* [PROBLEM]: From the first line to the last, retype everything below exactly, minus the pictures.
BEGIN RECORD EXCERPTS
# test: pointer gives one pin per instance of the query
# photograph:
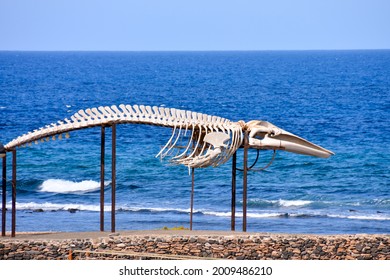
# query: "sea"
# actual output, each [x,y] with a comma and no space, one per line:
[337,99]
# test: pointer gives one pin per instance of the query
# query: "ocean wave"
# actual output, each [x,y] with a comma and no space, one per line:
[47,206]
[65,186]
[279,203]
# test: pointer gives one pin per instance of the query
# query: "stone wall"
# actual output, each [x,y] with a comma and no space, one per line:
[254,247]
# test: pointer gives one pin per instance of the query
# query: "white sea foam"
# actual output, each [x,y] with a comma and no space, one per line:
[65,186]
[293,203]
[47,206]
[362,217]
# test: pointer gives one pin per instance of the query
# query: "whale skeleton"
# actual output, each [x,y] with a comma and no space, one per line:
[211,141]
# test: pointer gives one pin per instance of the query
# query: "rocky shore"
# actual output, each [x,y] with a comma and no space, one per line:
[228,245]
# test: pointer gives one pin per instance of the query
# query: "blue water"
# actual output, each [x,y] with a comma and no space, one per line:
[337,99]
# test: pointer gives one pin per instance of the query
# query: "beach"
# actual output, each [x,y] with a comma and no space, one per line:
[185,244]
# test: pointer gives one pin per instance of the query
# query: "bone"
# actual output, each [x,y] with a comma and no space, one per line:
[132,113]
[117,112]
[138,112]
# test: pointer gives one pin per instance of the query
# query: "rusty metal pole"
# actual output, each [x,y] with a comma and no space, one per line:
[245,182]
[233,211]
[4,197]
[113,180]
[192,195]
[13,220]
[102,154]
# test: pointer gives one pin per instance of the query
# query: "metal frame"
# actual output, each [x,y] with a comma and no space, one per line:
[245,170]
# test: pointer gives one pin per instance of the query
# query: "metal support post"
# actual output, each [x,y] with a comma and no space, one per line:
[113,180]
[4,197]
[245,182]
[13,220]
[192,195]
[102,154]
[233,210]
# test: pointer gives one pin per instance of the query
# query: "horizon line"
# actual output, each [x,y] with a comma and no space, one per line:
[232,50]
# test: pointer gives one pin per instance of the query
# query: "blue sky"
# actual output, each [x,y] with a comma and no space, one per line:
[194,24]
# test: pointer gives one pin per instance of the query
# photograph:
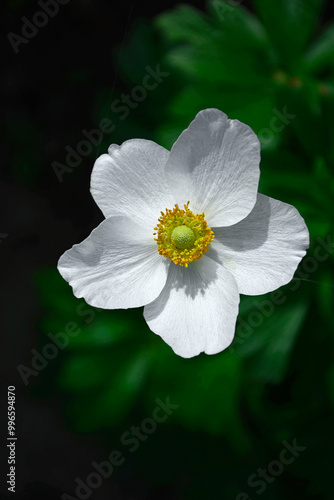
END RECORD EXCERPTS
* [EXERCISE SOLUTION]:
# test: pointer gives one pin per instance of the query
# photograph:
# query: "sea"
# actual output, each [x,y] with a comma and no space, one per line:
[337,99]
# test: pointer gives one pin per instance of the query
# query: "ocean wave"
# actual output, each [x,y] with a comma and no space, one per line:
[47,206]
[65,186]
[279,203]
# test: pointer gives one pin per instance of the query
# query: "stone wall"
# actual output, each [x,y] with a comma and no space, one per line:
[254,247]
# test: pointer gives one pin per instance of the query
# query: "white sea foam"
# actual output, each [x,y] with a comma and no space, one per line:
[65,186]
[293,203]
[47,206]
[362,217]
# test: pointer gives one pin per instance of the query
# query: "whale skeleton"
# actual output, each [x,y] with a comma and no space, one per line:
[211,141]
# test: pointer gives one pin per instance of the query
# query: "rocky shore"
# actual output, each [x,y] with a comma and no space, one per line:
[228,245]
# test: pointer gives one pin per instance of the query
# query: "blue water"
# actual output, each [x,y] with a comma and no space, one per line:
[337,99]
# test: pointer gives one pin per instance of the query
# query: "beach"
# actual output, each [x,y] with a comma and no space, one per line:
[185,244]
# test: pointer gives one pin per instance of the query
# query: "bone"
# actual output, each [x,y] with a comma and no space, one per line:
[132,113]
[117,112]
[138,112]
# test: pointer gives one pin per instance of the query
# query: "rusty metal pole"
# actual output, each [x,y] with a comma and no space, one per line:
[245,182]
[233,211]
[4,197]
[113,180]
[192,195]
[13,220]
[102,154]
# test: pointer gives one pin per instance of the query
# query: "metal frame"
# actual output, each [x,y] with a comma and no space, one per line:
[245,170]
# test: pointer gives one pin per instance of the query
# query: "metal support post"
# actual output, each [x,y] with a comma and no space, one per line:
[113,180]
[4,197]
[245,182]
[13,220]
[192,195]
[102,154]
[233,210]
# test: pointer gives one pin per instance of the query
# query: "horizon line"
# actual output, each [x,y] with a comma and no space, one per line:
[232,50]
# test: pointer gives one pin per instance of the query
# query: "blue sky"
# actual output, each [x,y] with a comma and no space, one per line:
[194,24]
# test: pointer gives one pin per instance of the query
# photograph:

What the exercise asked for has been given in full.